## [Aim of the exercise]
Please return everything in the nursing home care text from "The bottom line" down to "levels and more.", copied word for word.

+++ Document segment +++

Nursing homes are very busy places and the nursing staff is in high demand. As a result, the quality of care can slip, so it’s important that you keep an eye on your parents to make sure they’re being properly cared for in the nursing home. When caring for aging parents, you naturally become their personal "Patient Advocate"
You do not need to be a doctor or nurse to pick up telltale signs that something's amiss. Below is a list of what to look for every time you visit your parents at the nursing home. Share this with other family members, and if you are long-distance caregiving, share it with your parents’ friends or with a volunteer who will visit regularly and report back to you.
- Look for bed or pressure sores by checking for any redness or bruises on the skin, especially near bony areas, such as the tailbone, heels and elbows. You can do this while you give your parents a massage or place lotion on their skin.
- Look for malnutrition and dehydration by checking for weight loss, changes in appetite, sores in her mouth, problems with dentures or chewing, or extreme thirst. Make sure there's always fresh water at your parent’s bedside.
- Look for potentially serious infections and problems in walking by checking for any ingrown toenails, infections, bunions or uncut nails on your parent’s feet. These could be signs of poor care, which can be particularly alarming if your parent is diabetic.
- Check for poorly kept hair or beard, clothing that is not clean or pressed, body odor, wet adult briefs, or unclean sheets. These are signs of poor care and can lead to pressure sores, infections and depression.
- Check out how long it takes for call bells to be answered, and note if aides frequently tell you: "We're short-staffed today." Are meal trays served late? Is there rarely fresh water in the room? These are signs of lack of staff, which can lead to poor care.
- Check to see if your parent's clothes or belongings are missing.
- Check for high staff turnover. Does it seem like every time you turn around there's a new director of nursing or head nurse, or your parent has a different nurse aide from one week to the next? Does staff morale seem pretty low? It won't take long for high staff turnover rates to result in poor care.
All long-term care facilities have an ombudsman, whose job is to help solve problems among residents, their families and staff in long-term care facilities. Most ombudsmen are employed by Area Agencies on Aging; their name and phone number should be posted on a bulletin board in the lobby of the nursing home. You also can call the Eldercare Locator at 1.800.677.1116 for a nationwide listing. If you think there is a problem, report your concerns to the ombudsman immediately.
Research has shown that long-term care residents who are visited regularly by family and friends fare better in nursing homes. So, always stop by and let a staff member know you were there and give them an update on your parents. And take a minute to let them know how much you appreciate their help.
The bottom line
- Nursing homes are very busy places and the nursing staff is in high demand. As a result, the quality of care can slip, so it’s important that you keep an eye on your parents to make sure that they’re being properly cared for.
- There are a number of tell-tale signs that your parent is not being properly cared for in a nursing home facility. You need to visit often and look for bed sores, signs of malnutrition or bad hygiene, staffing levels and more.
- If you have concerns about your loved one in long-term care, contact the facility’s ombudsman, whose job it is to ensure that those in the nursing home facility are receiving proper care.

+++ Extracted information +++

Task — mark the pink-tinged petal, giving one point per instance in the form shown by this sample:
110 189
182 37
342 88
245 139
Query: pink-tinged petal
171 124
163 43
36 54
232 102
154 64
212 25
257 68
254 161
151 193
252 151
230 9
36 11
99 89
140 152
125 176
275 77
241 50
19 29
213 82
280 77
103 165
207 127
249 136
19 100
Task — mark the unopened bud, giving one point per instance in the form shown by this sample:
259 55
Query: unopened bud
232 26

+++
+++ Extracted information +++

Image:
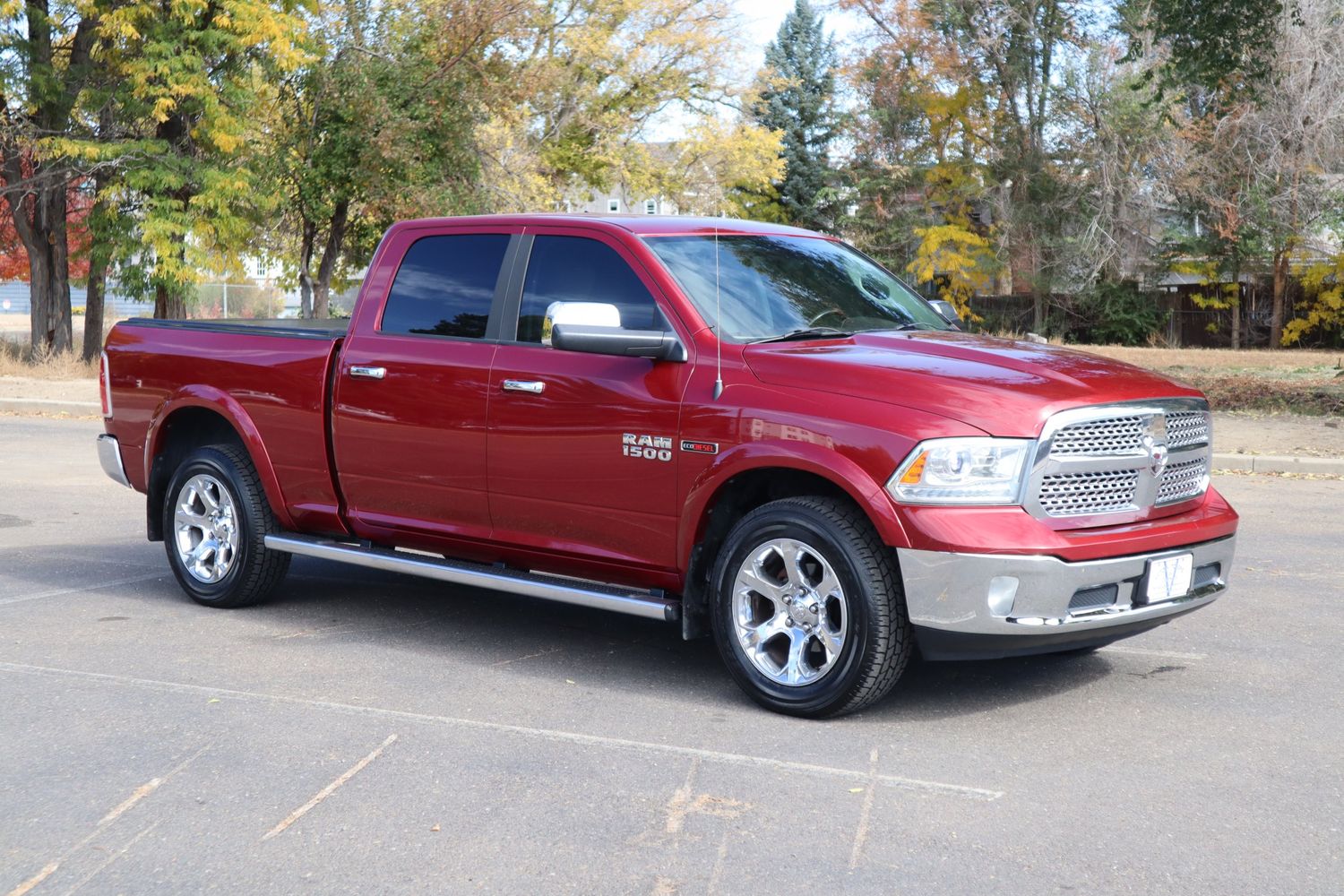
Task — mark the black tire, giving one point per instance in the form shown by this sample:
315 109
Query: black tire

+++

## [Written solution]
The bottom line
- Nursing homes are very busy places and the nursing staff is in high demand. As a result, the quality of care can slip, so it’s important that you keep an eye on your parents to make sure that they’re being properly cared for.
- There are a number of tell-tale signs that your parent is not being properly cared for in a nursing home facility. You need to visit often and look for bed sores, signs of malnutrition or bad hygiene, staffing levels and more.